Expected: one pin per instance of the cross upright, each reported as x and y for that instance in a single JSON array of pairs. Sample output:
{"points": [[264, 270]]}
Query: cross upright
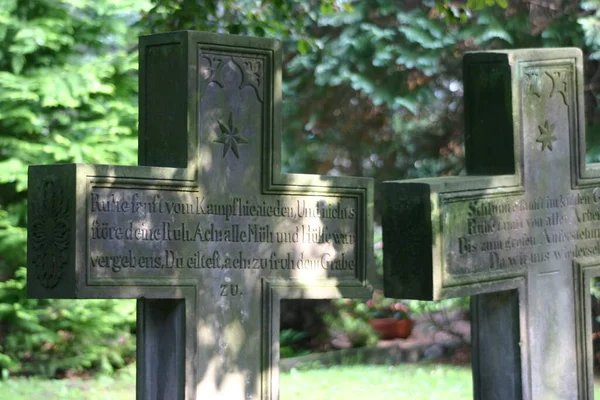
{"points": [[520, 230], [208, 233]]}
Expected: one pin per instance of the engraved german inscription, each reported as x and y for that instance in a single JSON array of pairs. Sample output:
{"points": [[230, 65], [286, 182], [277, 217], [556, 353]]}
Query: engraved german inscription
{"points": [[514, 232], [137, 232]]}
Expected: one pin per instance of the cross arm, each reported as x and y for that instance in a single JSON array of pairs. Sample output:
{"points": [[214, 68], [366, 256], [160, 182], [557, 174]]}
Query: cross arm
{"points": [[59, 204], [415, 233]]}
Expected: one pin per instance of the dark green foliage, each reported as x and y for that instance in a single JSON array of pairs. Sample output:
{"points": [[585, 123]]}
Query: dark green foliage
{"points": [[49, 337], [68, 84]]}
--
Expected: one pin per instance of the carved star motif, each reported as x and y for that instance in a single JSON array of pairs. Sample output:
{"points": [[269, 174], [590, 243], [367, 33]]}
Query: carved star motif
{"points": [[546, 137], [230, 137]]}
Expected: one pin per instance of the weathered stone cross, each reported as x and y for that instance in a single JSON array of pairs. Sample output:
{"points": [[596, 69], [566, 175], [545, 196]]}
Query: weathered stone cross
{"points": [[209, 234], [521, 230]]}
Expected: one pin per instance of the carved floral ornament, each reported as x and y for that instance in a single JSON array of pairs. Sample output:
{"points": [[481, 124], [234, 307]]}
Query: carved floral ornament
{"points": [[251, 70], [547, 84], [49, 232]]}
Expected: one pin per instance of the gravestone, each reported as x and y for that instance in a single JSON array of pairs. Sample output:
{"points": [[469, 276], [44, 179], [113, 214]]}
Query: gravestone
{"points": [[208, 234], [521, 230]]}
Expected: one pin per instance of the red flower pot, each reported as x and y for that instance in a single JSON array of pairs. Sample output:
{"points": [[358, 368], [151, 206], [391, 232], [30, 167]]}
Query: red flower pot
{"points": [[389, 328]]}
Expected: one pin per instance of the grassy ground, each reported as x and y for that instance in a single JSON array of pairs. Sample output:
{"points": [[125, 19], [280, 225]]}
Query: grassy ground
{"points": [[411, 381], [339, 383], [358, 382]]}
...
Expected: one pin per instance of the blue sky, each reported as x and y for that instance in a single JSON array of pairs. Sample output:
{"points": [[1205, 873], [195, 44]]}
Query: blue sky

やること:
「Expected: one pin per instance of the blue」を含む行から「Query: blue sky」を含む行までのすべてを、両端の行も含めて一字一句そのまま書き写してください。

解答:
Expected: one pin per instance of the blue sky, each reported as x and y for that instance in a single JSON array of pairs. Sample output:
{"points": [[1205, 873], [195, 44]]}
Query: blue sky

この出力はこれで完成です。